Given instruction. Reproduce the lines that follow verbatim, omitting any pictures from your answer.

START

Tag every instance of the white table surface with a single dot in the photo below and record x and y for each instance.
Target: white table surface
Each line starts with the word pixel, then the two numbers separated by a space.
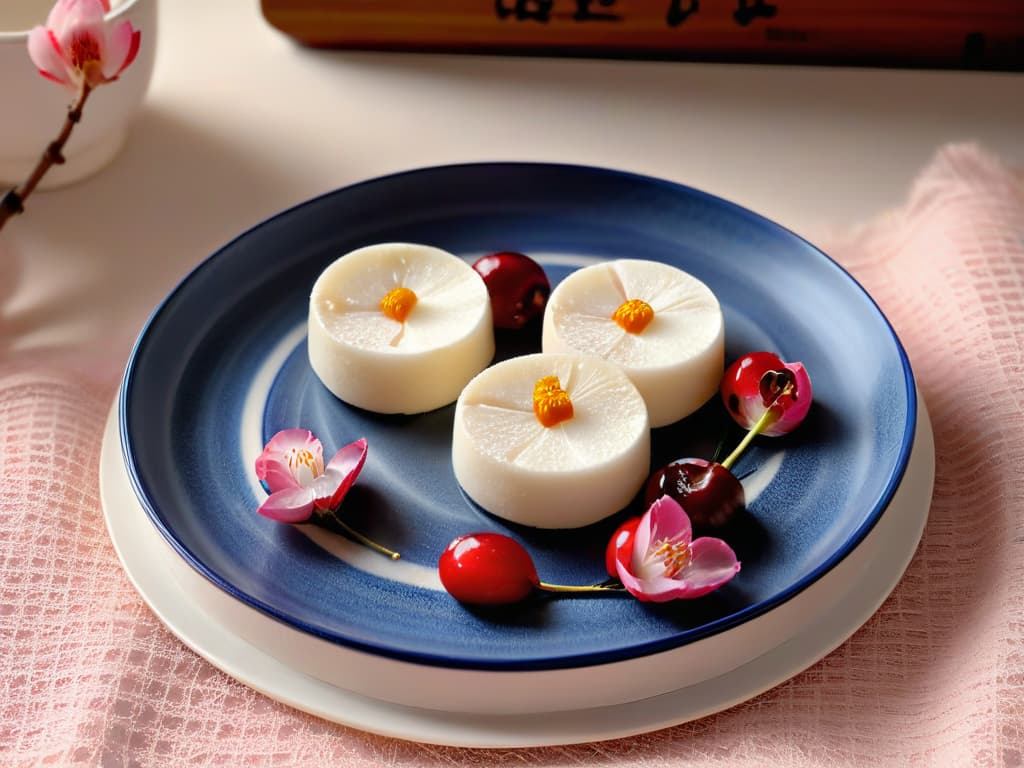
pixel 241 123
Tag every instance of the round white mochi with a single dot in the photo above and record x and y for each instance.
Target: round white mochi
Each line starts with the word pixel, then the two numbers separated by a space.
pixel 564 476
pixel 376 363
pixel 676 361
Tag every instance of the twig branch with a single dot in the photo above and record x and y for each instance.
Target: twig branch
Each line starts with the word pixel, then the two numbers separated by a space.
pixel 13 202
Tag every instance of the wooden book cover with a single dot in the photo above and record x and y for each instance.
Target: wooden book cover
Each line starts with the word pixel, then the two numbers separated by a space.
pixel 985 34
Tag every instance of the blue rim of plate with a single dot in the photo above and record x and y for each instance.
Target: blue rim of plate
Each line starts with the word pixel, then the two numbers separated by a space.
pixel 624 652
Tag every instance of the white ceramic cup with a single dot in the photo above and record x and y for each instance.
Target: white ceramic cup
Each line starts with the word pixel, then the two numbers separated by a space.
pixel 33 109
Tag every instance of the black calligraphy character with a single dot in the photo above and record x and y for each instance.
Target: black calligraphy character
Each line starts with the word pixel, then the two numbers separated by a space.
pixel 539 10
pixel 678 14
pixel 747 13
pixel 584 13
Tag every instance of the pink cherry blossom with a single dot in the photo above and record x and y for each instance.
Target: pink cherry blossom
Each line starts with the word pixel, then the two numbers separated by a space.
pixel 291 467
pixel 78 46
pixel 665 563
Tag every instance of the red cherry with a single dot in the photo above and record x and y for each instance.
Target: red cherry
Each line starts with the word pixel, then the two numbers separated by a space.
pixel 709 493
pixel 761 381
pixel 517 285
pixel 620 544
pixel 487 569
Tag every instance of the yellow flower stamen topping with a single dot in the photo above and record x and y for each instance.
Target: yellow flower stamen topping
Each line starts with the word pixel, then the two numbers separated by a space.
pixel 299 458
pixel 551 403
pixel 675 557
pixel 397 303
pixel 633 315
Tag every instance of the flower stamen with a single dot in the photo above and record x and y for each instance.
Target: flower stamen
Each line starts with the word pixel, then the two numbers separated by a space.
pixel 675 556
pixel 299 459
pixel 633 315
pixel 398 302
pixel 552 404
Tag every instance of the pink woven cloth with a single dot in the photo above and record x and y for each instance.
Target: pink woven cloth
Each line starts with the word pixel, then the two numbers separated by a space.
pixel 90 677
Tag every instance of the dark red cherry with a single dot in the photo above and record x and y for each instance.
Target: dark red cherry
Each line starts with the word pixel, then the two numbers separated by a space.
pixel 710 493
pixel 517 286
pixel 487 569
pixel 620 544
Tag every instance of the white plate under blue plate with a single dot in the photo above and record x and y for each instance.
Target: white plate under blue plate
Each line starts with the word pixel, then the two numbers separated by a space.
pixel 192 607
pixel 221 367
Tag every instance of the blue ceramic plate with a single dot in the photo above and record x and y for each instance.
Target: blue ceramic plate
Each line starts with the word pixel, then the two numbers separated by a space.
pixel 221 366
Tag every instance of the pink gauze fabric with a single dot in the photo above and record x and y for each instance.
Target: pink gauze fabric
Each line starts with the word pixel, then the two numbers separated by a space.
pixel 90 677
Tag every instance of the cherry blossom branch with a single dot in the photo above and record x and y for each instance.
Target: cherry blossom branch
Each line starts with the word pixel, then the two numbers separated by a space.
pixel 13 202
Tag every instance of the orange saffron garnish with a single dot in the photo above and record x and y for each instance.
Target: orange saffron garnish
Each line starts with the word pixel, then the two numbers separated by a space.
pixel 551 403
pixel 397 303
pixel 633 315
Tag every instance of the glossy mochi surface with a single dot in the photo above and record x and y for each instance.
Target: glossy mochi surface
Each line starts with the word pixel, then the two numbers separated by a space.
pixel 222 366
pixel 676 360
pixel 377 363
pixel 572 474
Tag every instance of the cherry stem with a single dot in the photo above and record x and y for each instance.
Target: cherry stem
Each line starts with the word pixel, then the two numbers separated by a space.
pixel 766 418
pixel 12 203
pixel 561 588
pixel 366 541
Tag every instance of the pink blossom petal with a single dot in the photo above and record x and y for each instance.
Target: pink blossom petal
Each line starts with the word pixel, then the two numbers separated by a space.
pixel 44 50
pixel 272 465
pixel 666 519
pixel 714 563
pixel 290 505
pixel 347 463
pixel 120 43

END

Solution.
Tag every instance of the white table surface with a single dot in the photo below and record x and y for each instance.
Target: white table surface
Each line starts with the word pixel, then the two numbers separated by a space.
pixel 241 123
Tag every instance of the round white mochi with a single dot in the photo above and record x and y for each instance.
Target: round white mochi
Each line starts with the word pixel, then the two numbers separated by a space.
pixel 564 476
pixel 376 363
pixel 676 361
Tag every instance of the twig branch with a single dot in the photo above and record x and y for each instance.
Target: twig branch
Each line starts with the word pixel, then the two numbers separated by a space.
pixel 13 202
Tag every instance of the wooden book cover with a single dot in the photo above and record x and y for each instance.
Target: wooden book cover
Each line starts with the word pixel, then the two numbers separated by a space.
pixel 985 34
Tag every instance of the blue rim of plate with a single dot in the photo above and record x and y for each instance.
Target: blue rim of plate
Each line starts with the word pixel, then the two numbers separated by a space.
pixel 624 652
Tag every instance of the white ceramic cup with a single dot in the photo above and record x and y for each instance.
Target: white ceramic cup
Each line starts with the word pixel, then the two numbers separated by a space.
pixel 33 109
Tag every instance of the black calligraphy character with a single dot in the photo above and record x and y for each instance.
Target: black calligraphy character
Each line starts with the word pixel, then the two numbers separated by a space.
pixel 539 10
pixel 678 14
pixel 747 13
pixel 584 13
Tag every instance of the pink cherry blossom with a single dot in the photo above and record x and y for each instance.
Target: pink cherry blossom
Each line starts with the word pixel, then the two numbers separated by a space.
pixel 291 467
pixel 78 46
pixel 665 563
Tag every instance of the red cherry with a single dot in the photo above and record x and y for each instance.
Target: red cherry
Each line starts with the word pixel, then the two numbers separated by a space.
pixel 709 493
pixel 761 381
pixel 517 285
pixel 620 544
pixel 487 569
Tag every instance of the yellow flower stamen topping with a single dot in the photo above and record x and y for each instance.
Target: yellow flower stamen topping
Each line starts with the word pixel, then the two numbers separated by a space.
pixel 299 458
pixel 551 403
pixel 675 557
pixel 397 303
pixel 633 315
Tag every instance of the flower stamen with a single dot in the photo above and record x and y for each instance.
Target: flower stamen
Each line starts with the word pixel, then the two numbers separated by a space.
pixel 675 556
pixel 299 459
pixel 633 315
pixel 398 302
pixel 552 404
Tag every instance of the pink woven cloth with a single dot in the photo above and record x and y for each instance.
Target: pink woven cloth
Each line starts with the word pixel, then the two numbers separated by a space.
pixel 90 677
Tag every instance of the dark red cherry with a single dot in the photo above and record x and y for each instance.
Target: dark red cherry
Each line starts with the word pixel, then the two numbers separated by a space.
pixel 710 493
pixel 517 286
pixel 487 569
pixel 620 544
Tag every instance of the white plate under blue plate with a single dot in the photo above and record x and y for each instance.
Target: white plate under blue plate
Each line starts with the word pixel, then the two numbers separated by a space.
pixel 192 607
pixel 221 367
Tag every instance of the blue ceramic plate with a single dot in the photo above and record x and y for each instance.
Target: blue ceramic plate
Each line starts with the word pixel, then the two numbers separated by a space.
pixel 221 366
Tag every instance of the pink gauze fabric with a single dot in the photo above and record x and y for each instance.
Target: pink gauze fabric
Each line starts with the word pixel, then the two numbers separated by a space.
pixel 90 677
Tag every instance of the cherry blossom branch with a single dot in the photo above and record x and y for each instance.
Target: cherry blossom branch
Each line starts with the word pixel, then the two numbers separated by a space.
pixel 13 202
Tag every instance of the orange saffron garnish with a single dot in the photo above and record x and y for each instance.
Target: orange saffron garnish
Each line starts with the word pixel, then the two numbers separated by a space.
pixel 551 403
pixel 397 303
pixel 633 315
Tag every instance of the glossy mochi surface with a single dot in the photo above and record x and y for each instance.
Target: glossy mochi surface
Each line starts with the word pixel, then the two numbers separated by a space.
pixel 222 366
pixel 676 360
pixel 377 363
pixel 572 474
Tag every instance of the cherry stem with a single dot in the photo above and record x and y for each instance.
Target: cherry stem
Each line starts with the word pixel, then the two numbers separated by a space.
pixel 766 418
pixel 12 203
pixel 561 588
pixel 366 541
Tag every instance of the pink blossom petal with a single dot in the photo above and record x and y for each instance.
Target: pink blossom petal
Each line starts with the word pixel, then the two numbers separated by a space.
pixel 44 50
pixel 272 465
pixel 666 519
pixel 714 563
pixel 290 505
pixel 347 463
pixel 120 43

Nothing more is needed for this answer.